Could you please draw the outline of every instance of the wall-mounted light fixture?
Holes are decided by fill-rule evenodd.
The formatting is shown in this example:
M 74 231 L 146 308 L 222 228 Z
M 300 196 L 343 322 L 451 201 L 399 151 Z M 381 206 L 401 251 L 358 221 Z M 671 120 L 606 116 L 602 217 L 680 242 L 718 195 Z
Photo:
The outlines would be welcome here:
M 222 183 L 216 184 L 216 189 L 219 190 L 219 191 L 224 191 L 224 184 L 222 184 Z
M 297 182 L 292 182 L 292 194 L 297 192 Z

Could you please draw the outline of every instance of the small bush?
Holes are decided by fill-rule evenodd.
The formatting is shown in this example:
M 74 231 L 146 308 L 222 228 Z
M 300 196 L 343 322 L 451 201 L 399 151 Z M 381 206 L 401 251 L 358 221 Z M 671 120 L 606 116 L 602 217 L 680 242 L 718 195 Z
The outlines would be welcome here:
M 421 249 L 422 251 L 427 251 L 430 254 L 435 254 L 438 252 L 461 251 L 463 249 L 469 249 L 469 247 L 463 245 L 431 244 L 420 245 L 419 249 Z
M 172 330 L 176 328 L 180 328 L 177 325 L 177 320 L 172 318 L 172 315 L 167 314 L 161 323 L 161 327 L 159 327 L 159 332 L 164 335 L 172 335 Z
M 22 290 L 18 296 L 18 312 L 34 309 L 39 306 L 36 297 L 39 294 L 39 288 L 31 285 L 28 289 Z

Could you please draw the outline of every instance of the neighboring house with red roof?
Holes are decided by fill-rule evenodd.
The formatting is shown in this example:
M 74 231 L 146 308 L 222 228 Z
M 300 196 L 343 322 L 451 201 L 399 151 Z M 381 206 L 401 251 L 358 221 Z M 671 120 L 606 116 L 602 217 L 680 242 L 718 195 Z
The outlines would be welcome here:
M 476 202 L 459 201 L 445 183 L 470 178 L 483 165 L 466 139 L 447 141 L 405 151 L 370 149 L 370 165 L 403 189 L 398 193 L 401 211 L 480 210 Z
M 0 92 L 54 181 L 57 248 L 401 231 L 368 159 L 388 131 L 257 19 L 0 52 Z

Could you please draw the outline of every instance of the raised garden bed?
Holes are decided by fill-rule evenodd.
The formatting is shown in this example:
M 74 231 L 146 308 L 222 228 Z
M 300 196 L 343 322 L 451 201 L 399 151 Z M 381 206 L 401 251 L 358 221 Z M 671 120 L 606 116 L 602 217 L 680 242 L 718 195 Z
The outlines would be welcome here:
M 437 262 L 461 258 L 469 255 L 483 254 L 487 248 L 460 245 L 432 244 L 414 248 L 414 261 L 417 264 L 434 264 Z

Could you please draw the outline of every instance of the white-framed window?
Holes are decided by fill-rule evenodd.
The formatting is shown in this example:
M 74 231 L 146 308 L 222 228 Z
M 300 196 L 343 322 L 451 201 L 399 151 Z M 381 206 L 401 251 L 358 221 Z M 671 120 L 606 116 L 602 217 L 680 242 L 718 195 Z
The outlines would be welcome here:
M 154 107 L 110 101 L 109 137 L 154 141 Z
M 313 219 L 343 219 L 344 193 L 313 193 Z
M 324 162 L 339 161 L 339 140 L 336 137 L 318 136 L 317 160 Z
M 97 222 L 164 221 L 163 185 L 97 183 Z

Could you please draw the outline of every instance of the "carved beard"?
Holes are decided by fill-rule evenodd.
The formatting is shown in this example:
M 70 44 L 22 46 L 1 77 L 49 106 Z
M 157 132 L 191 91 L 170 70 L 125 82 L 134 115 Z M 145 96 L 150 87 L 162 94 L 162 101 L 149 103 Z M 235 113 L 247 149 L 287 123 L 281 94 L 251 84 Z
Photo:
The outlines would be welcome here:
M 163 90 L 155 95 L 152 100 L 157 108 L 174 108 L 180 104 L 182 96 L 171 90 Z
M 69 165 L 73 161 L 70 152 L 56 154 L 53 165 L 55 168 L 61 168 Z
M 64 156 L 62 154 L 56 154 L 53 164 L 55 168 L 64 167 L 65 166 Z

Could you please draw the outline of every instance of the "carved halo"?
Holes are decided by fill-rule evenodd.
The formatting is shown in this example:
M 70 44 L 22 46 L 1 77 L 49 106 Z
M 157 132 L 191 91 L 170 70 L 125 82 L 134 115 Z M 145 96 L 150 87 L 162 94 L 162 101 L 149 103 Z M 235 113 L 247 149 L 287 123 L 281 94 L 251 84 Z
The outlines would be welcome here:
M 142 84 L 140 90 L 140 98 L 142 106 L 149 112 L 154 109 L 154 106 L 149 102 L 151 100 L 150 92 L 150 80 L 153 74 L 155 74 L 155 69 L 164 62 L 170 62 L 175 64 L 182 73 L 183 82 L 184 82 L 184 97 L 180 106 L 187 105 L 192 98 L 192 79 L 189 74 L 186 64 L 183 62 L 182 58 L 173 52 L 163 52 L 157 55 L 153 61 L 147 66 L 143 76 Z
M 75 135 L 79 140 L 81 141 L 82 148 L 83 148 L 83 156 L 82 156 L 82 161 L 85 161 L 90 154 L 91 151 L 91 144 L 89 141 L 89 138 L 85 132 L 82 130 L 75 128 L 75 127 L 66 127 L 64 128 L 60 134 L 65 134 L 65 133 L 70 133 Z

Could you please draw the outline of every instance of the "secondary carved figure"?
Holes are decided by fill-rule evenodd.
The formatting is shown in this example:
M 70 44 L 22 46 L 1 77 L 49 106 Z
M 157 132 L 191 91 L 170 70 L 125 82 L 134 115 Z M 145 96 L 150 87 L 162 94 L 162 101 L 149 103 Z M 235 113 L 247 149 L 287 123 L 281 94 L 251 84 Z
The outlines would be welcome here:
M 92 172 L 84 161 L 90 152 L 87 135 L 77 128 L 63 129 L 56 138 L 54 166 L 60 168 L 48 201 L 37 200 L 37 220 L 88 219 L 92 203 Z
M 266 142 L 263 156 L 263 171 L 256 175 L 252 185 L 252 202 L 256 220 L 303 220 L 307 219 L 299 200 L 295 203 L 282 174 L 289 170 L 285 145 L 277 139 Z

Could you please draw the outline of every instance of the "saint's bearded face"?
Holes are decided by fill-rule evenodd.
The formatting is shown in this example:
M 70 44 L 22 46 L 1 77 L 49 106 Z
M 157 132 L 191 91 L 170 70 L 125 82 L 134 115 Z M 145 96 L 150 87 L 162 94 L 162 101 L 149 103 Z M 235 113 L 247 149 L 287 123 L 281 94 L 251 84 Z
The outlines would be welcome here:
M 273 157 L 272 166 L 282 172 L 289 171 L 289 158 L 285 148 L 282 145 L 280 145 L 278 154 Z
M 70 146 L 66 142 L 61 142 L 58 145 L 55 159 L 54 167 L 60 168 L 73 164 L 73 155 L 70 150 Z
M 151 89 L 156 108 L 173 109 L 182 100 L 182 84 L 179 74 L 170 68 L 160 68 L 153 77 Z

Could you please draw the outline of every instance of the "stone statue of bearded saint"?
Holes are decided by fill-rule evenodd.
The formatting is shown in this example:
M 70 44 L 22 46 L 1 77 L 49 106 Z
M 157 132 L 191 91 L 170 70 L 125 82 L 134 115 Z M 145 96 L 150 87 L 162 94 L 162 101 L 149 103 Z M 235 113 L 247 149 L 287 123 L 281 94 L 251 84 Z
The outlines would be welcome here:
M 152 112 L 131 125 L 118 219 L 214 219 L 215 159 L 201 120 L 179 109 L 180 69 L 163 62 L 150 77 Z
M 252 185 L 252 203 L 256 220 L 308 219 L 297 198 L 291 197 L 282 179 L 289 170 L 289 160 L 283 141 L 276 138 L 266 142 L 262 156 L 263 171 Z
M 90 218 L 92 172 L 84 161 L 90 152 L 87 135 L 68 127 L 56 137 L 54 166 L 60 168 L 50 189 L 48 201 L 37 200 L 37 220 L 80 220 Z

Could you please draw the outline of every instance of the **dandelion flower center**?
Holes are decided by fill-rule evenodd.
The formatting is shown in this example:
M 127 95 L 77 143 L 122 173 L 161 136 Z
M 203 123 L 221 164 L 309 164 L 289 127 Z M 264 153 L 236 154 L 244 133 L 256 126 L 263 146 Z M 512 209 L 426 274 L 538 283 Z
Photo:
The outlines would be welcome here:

○ ○ ○ ○

» YOUR OBJECTIVE: In the records above, find each line that holds the word "saint"; copy all such lines.

» FINISHED EXERCISE:
Could you please draw the outline of every instance of the "saint's bearded face"?
Could you please draw the outline of every instance of the "stone statue of bearded saint"?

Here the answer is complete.